Re: [DISCUSS] Support Interactive Programming in Flink Table API

Piotr Nowojski Fri, 23 Nov 2018 07:32:50 -0800

Hi Becket,

Ops, sorry I didn’t notice that you intend to reuse existing `TableFactory`. I 
don’t know why, but I assumed that you want to provide an alternate way of 
writing the data.


Now that I hopefully understand the proposal, maybe we could rename `cache()` 
to 

void materialize()

or going step further

MaterializedTable materialize()
MaterializedTable createMaterializedView()

?

Entries:

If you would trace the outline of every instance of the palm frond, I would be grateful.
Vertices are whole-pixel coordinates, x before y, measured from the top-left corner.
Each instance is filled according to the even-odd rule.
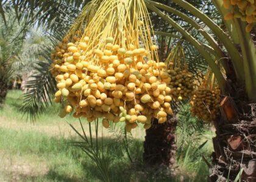
[[[48,55],[45,54],[46,58]],[[51,61],[49,59],[48,61],[37,62],[35,71],[25,85],[28,91],[24,95],[20,110],[24,112],[27,119],[32,121],[51,104],[51,98],[55,92],[55,82],[49,70]]]

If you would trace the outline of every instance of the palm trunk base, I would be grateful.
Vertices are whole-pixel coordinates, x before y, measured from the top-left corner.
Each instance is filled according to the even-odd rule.
[[[256,104],[238,105],[225,98],[220,108],[210,181],[233,181],[238,176],[242,181],[256,181]]]
[[[7,88],[6,87],[0,87],[0,107],[4,104],[7,95]]]
[[[168,116],[167,122],[159,124],[157,120],[152,121],[152,127],[146,130],[144,142],[143,160],[151,166],[176,166],[176,128],[177,120]]]

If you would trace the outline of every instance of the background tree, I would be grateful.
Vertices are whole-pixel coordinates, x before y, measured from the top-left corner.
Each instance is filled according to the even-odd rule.
[[[10,14],[9,14],[10,13]],[[11,13],[4,21],[0,18],[0,104],[4,102],[10,79],[15,70],[13,62],[20,52],[26,36],[27,30],[18,21]]]

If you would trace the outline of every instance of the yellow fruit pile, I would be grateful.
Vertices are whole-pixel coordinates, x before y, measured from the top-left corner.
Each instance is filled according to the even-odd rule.
[[[180,68],[169,70],[168,73],[171,78],[169,84],[171,96],[176,101],[189,98],[194,90],[193,74],[187,69]]]
[[[249,32],[256,22],[256,1],[255,0],[223,0],[223,5],[230,12],[226,15],[226,20],[233,18],[240,18],[248,23],[246,32]]]
[[[188,70],[182,45],[178,42],[165,61],[171,77],[171,96],[175,101],[188,99],[194,90],[194,80]]]
[[[152,117],[165,122],[167,115],[172,114],[165,64],[148,60],[143,48],[130,44],[126,50],[113,44],[112,37],[105,42],[104,49],[88,50],[90,38],[84,37],[57,49],[55,101],[66,104],[60,115],[74,111],[74,117],[85,117],[89,122],[103,118],[106,127],[110,121],[125,121],[128,132],[137,123],[149,128]]]
[[[212,90],[201,88],[196,90],[190,101],[192,115],[208,122],[215,120],[219,115],[220,93],[218,88]]]

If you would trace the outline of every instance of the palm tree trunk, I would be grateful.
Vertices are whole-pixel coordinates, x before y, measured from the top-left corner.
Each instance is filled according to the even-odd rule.
[[[7,95],[7,84],[0,80],[0,107],[5,99],[6,95]]]
[[[143,160],[152,166],[176,165],[176,129],[177,119],[168,116],[167,122],[159,124],[154,119],[152,127],[146,130],[144,142]]]
[[[211,181],[233,181],[240,174],[242,181],[256,181],[256,103],[225,97],[220,110]]]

Task requirements:
- a) According to the Flink Table API thread, why does the writer apologize to Becket? Answer in one to three sentences.
- b) Translate this sentence from the Flink Table API thread into Spanish: "I don’t know why, but I assumed that you want to provide an alternate way of writing the data."
The data plays no part in any task here.

The answers:
- a) The writer apologizes for not noticing that Becket intends to reuse the existing `TableFactory`. Instead, the writer had assumed Becket wanted to provide an alternate way of writing the data.

- b) No sé por qué, pero supuse que querías ofrecer una forma alternativa de escribir los datos.